— BEGIN PROVIDED DATA —

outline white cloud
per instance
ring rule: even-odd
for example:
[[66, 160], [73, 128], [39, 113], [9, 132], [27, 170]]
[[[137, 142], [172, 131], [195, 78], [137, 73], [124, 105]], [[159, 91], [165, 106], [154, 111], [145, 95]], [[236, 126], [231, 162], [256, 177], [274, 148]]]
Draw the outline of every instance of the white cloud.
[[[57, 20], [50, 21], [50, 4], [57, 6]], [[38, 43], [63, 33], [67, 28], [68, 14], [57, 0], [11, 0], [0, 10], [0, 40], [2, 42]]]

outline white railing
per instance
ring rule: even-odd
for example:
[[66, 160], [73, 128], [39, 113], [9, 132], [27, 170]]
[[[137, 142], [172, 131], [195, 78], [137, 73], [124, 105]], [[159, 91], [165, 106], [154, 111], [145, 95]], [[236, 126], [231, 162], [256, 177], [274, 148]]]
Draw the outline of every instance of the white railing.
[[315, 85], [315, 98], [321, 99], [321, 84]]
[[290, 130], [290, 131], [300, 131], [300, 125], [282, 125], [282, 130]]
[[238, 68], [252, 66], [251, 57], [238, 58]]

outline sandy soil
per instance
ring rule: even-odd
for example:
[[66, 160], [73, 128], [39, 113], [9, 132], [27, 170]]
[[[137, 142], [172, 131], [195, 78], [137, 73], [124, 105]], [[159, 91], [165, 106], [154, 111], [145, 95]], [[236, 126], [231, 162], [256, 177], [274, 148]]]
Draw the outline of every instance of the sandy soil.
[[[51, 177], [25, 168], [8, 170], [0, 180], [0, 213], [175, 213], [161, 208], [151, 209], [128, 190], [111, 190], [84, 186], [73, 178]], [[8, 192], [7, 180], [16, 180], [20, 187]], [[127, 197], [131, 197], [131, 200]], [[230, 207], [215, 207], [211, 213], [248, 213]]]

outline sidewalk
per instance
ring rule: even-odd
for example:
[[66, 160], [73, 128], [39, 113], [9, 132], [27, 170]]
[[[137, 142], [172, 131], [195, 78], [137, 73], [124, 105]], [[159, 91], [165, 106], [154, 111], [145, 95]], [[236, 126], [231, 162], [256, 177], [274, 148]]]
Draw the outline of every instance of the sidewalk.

— END PROVIDED DATA —

**WORK INSTRUCTIONS:** Reproduce the material verbatim, line by line.

**RESULT BELOW:**
outline white cloud
per instance
ring rule: even-odd
for example:
[[66, 160], [73, 128], [39, 113], [9, 132], [27, 170]]
[[[137, 142], [172, 131], [195, 78], [137, 73], [124, 105]], [[159, 91], [165, 106], [154, 111], [145, 95]], [[236, 126], [231, 162], [256, 177], [274, 148]]]
Draw the outline of every instance of the white cloud.
[[[57, 20], [50, 21], [50, 4], [57, 6]], [[38, 43], [63, 33], [67, 28], [68, 14], [57, 0], [11, 0], [0, 10], [0, 40], [2, 42]]]

outline white railing
per instance
ring rule: even-odd
for example:
[[66, 160], [73, 128], [39, 113], [9, 132], [27, 170]]
[[[137, 142], [172, 131], [195, 78], [137, 73], [124, 105]], [[159, 91], [165, 106], [154, 111], [145, 95]], [[236, 126], [231, 162], [256, 177], [274, 148]]]
Draw the outline of every instance of the white railing.
[[315, 85], [315, 98], [321, 99], [321, 84]]
[[290, 130], [290, 131], [300, 131], [300, 125], [282, 125], [282, 130]]
[[238, 68], [252, 66], [251, 57], [238, 58]]

outline sandy soil
per instance
ring rule: even-odd
for example:
[[66, 160], [73, 128], [39, 113], [9, 132], [27, 170]]
[[[137, 142], [172, 131], [195, 78], [137, 73], [124, 105]], [[159, 91], [165, 106], [154, 111], [145, 95]], [[236, 126], [231, 162], [256, 177], [274, 148]]]
Draw the outline of every instance of the sandy soil.
[[[51, 177], [25, 168], [8, 170], [0, 180], [0, 213], [175, 213], [161, 208], [151, 209], [128, 190], [111, 190], [84, 186], [73, 178]], [[8, 192], [7, 180], [16, 180], [20, 187]], [[127, 197], [131, 197], [131, 200]], [[230, 207], [215, 207], [211, 213], [248, 213]]]

outline sidewalk
per instance
ring rule: even-odd
for example:
[[66, 160], [73, 128], [39, 113], [9, 132], [27, 170]]
[[[137, 142], [172, 131], [195, 78], [137, 73], [124, 105]], [[159, 91], [165, 106], [154, 111], [145, 95]], [[236, 126], [231, 162], [256, 177], [274, 148]]]
Draw the outline of every instance of the sidewalk.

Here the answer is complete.